Aufgabe 1: Schreib bitte aus dem vorliegenden Auszug den Abschnitt von „Ein Angriff erfordert“ bis „Quelle: Global Help)“ neu und setze darin „Handlung“ statt „Einwirkung“ ein.
Aufgabe 2: Ab welchem Zeitpunkt versuchte die Klägerin laut dem vorliegenden Auszug, die Beziehung zu beenden?

Vorliegender Auszug:
════════════════════
Ein Angriff erfordert bestimmungsgemäß daher eine in feindseliger Willensrichtung unmittelbar auf den Körper eines anderen zielende Einwirkung.« (Unterstreichung von mir, Quelle: Global Help)

Der aktuelle Fall
- im Sozialticker
- auf der Internetpräsenz der Anwaltskanzlei Ferner-Alsdorf

Ich zitiere aus kostenlose-Urteile.de

»Im zugrunde liegenden Fall hatte die inzwischen 60-jährige Klägerin mehrere Monate mit einem alkoholkranken Mann zusammengelebt. Ab Oktober 2001 versuchte sie, diese Beziehung zu beenden. Der Mann akzeptierte dies nicht und stellte der Klägerin über zwei Jahre lang nach. Er lauerte ihr immer wieder auf, um sie zu verfolgen und mit ihr zu sprechen, rief sie häufig zu jeder Tages- und Nachtzeit an und sandte ihr SMS, Briefe, Postkarten und "Geschenke". Darüber hinaus veranlasste er missbräuchlich u.a. Einsätze von Polizei, Notarzt und Feuerwehr zur Wohnung der Klägerin. Wiederholt kam es zu Bomben- oder Todesdrohungen des Mannes gegenüber der Klägerin und ihren Familienangehörigen. Obwohl gegen ihn zwei gerichtliche Schutzanordnungen nach dem Gewaltschutzgesetz ergangen waren, ließ er nicht von der Klägerin ab, bis er schließlich wegen Bedrohung und mehrfachen Verstoßes gegen die Schutzanordnungen zu Freiheitsstrafen verurteilt wurde. Über den gesamten Zeitraum der Nachstellungen kam es – abgesehen von einem Griff an den Arm mit Herumreißen der Klägerin vor einem Geschäft – nicht zu körperlichen Übergriffen.
════════════════════
Datenauszug:
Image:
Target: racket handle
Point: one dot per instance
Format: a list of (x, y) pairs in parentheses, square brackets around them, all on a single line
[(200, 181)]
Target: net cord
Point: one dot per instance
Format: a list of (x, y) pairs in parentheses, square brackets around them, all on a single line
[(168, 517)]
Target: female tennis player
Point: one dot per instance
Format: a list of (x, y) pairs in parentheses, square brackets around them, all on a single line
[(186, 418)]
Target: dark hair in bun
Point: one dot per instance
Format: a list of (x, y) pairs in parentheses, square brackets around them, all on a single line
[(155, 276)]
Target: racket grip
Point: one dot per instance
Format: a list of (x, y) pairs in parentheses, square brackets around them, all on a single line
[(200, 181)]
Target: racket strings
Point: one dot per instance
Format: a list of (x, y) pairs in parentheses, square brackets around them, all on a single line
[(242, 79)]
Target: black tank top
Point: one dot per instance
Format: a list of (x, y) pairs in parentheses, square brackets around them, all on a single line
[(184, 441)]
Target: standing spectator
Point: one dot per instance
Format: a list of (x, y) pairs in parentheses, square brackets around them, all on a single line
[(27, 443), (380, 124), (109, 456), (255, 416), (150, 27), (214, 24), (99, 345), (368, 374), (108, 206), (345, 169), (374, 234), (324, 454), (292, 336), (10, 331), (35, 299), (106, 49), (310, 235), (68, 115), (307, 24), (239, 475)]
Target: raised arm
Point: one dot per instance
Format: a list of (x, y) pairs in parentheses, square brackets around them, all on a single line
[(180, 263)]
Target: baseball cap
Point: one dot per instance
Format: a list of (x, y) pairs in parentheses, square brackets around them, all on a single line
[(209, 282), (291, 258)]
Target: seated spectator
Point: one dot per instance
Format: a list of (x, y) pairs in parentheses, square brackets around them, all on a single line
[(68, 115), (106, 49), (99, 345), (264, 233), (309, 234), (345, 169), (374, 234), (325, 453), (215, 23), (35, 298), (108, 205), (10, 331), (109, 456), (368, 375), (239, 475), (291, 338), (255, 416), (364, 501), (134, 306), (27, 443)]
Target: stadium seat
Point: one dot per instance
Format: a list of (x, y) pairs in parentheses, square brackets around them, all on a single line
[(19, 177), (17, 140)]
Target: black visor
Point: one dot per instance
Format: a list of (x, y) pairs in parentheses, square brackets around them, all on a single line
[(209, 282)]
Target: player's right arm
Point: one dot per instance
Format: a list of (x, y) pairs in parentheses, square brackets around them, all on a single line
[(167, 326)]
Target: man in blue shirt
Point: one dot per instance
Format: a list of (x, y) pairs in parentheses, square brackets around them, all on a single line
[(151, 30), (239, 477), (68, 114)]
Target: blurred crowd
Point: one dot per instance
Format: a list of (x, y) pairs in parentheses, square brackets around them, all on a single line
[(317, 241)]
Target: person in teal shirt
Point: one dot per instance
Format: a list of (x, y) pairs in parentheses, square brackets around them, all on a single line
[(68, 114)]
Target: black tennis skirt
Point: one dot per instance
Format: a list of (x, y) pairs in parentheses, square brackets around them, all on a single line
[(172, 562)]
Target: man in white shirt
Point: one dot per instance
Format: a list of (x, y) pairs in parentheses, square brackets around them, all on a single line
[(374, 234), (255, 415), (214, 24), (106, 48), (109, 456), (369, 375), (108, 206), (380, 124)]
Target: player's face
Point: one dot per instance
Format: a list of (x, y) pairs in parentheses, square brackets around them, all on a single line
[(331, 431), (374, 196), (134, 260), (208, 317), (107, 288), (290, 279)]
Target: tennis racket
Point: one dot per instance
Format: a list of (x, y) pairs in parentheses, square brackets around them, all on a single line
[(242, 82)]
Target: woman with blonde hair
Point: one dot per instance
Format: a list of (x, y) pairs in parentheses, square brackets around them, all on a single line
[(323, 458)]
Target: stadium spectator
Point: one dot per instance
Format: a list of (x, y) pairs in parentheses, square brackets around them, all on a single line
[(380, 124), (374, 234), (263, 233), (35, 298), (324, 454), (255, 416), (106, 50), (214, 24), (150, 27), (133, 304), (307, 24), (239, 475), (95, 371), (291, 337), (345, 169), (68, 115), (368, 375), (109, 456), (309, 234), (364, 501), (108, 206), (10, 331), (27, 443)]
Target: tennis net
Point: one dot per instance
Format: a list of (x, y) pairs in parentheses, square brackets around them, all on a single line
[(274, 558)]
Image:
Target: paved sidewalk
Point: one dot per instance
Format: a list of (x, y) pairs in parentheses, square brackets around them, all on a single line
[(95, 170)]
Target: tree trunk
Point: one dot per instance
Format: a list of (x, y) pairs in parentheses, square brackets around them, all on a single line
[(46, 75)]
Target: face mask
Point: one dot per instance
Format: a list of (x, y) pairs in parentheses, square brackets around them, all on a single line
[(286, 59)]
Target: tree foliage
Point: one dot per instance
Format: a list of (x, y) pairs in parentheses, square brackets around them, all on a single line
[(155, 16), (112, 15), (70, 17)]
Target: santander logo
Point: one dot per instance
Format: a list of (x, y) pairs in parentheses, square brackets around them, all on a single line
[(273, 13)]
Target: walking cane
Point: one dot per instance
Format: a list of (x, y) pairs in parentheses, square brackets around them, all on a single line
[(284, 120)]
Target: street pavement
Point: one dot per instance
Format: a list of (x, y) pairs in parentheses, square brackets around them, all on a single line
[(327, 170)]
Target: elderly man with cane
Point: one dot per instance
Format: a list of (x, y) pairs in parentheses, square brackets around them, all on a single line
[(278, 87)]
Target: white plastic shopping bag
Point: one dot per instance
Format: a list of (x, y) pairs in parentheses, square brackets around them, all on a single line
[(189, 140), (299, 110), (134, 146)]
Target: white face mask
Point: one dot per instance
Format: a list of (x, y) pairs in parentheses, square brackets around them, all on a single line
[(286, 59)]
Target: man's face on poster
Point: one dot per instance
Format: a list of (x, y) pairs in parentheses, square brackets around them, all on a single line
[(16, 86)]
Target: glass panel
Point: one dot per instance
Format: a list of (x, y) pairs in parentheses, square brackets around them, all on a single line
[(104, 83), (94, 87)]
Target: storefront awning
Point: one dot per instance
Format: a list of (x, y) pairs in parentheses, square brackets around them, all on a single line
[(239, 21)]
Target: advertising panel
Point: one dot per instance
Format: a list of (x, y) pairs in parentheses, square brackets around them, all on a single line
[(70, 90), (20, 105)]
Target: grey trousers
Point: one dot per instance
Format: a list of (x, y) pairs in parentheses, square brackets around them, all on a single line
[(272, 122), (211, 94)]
════════════════════
Lösung 1:
Ein Angriff erfordert bestimmungsgemäß daher eine in feindseliger Willensrichtung unmittelbar auf den Körper eines anderen zielende Handlung.« (Unterstreichung von mir, Quelle: Global Help)

Lösung 2: Ab Oktober 2001.